_THE TASK_
Please return each line from the entries below that contains the word "headphone", copying every such line in full. Case counts, so uppercase and lowercase letters must match.

_GIVEN DATA_
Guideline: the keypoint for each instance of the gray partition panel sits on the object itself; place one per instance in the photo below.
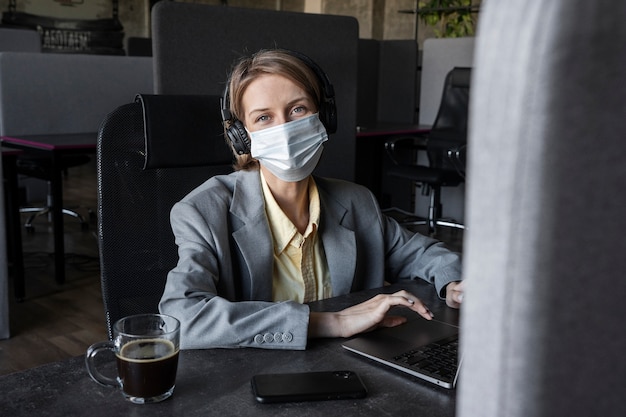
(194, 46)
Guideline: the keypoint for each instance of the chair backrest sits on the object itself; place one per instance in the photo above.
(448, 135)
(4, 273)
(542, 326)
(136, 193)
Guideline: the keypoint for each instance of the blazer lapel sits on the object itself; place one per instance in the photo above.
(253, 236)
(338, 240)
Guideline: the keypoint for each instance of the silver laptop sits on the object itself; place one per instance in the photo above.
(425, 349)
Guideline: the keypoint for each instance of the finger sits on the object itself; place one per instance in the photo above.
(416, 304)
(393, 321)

==

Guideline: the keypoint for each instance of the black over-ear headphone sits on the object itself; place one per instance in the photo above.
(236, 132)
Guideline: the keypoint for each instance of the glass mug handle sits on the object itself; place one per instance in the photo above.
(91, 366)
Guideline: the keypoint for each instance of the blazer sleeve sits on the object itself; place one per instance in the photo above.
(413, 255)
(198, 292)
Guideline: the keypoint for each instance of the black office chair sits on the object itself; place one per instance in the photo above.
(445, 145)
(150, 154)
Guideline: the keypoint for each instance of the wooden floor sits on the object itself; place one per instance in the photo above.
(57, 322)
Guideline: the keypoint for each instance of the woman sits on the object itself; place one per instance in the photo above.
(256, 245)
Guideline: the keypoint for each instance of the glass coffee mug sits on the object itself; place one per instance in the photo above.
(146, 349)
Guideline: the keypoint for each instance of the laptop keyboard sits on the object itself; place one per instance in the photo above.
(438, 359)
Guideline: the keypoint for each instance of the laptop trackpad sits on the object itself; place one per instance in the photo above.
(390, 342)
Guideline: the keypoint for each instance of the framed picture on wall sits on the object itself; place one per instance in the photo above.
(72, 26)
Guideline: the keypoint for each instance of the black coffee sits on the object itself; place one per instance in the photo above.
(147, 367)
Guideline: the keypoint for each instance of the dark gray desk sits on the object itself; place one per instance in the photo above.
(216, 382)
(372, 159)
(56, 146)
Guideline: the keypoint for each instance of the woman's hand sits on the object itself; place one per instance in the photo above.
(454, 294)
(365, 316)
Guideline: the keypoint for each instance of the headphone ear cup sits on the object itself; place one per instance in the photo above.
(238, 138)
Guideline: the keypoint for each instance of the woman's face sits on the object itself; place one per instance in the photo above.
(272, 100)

_OUTPUT OF THE TASK_
Guideline: the keypoint for each instance of the black over-ear headphone sits on the object itself; place one per instance in the photo above.
Guideline: the keypoint for each instance of the headphone ear cup sits on the object itself; place one per instance in the photo above.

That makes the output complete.